Reproduce all of the data below word for word, line by line, but leave the pictures out of your output.

▸ **RECORD LIST**
=-=-=-=-=

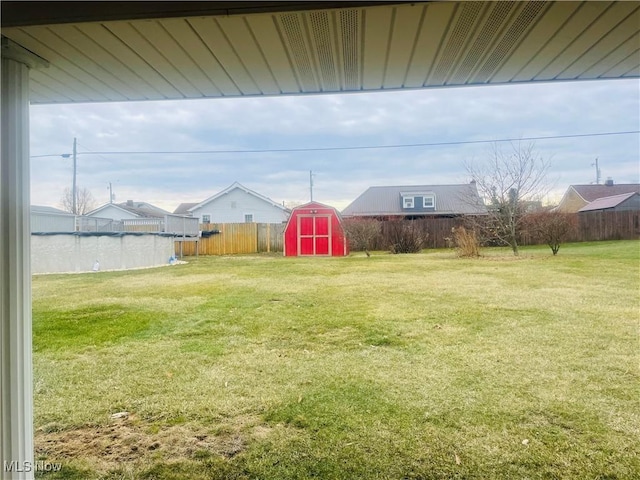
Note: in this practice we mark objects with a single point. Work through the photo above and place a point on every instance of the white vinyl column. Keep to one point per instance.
(16, 376)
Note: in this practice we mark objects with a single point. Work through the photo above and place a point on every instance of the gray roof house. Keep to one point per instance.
(237, 204)
(579, 196)
(127, 211)
(413, 201)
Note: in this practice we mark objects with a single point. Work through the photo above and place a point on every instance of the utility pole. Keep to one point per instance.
(597, 171)
(75, 169)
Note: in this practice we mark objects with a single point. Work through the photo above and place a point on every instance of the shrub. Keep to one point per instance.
(362, 233)
(465, 242)
(551, 227)
(405, 237)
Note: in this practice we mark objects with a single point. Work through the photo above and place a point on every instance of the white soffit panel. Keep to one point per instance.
(420, 45)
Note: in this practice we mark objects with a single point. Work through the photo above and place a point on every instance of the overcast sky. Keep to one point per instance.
(328, 121)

=-=-=-=-=

▸ **SOLUTION FOR THIS TASK**
Note: in this practice we mark objects with a single point. Work through the photo above and place a point on every instance of the white vinyl column. Keep to one point per instance.
(16, 376)
Note: in this practice we mark objects with a single point. Work through the photo above and place a point on every instance of the gray roof house. Keep to one point per instance.
(237, 204)
(579, 196)
(127, 211)
(413, 201)
Note: in this practice we mark objects with a single point. Work through the photo above and place a point on every instance of the utility pole. Keep to one point per instance.
(597, 171)
(75, 169)
Note: in this practice we mark objects with a single point. Work through the photo above and place a point on every instance of the shrub. Keep to one point per instance.
(362, 233)
(465, 242)
(551, 227)
(405, 237)
Note: in this practice we mark objects with a single point. Work through the photo above and place a point on every instance of the white soffit panel. Keep to one point per instance.
(420, 45)
Note: in this practice we mark objects with a single point. Work through the photo above and place a point on every instance of the overcast sky. Keep to one point per instance.
(328, 121)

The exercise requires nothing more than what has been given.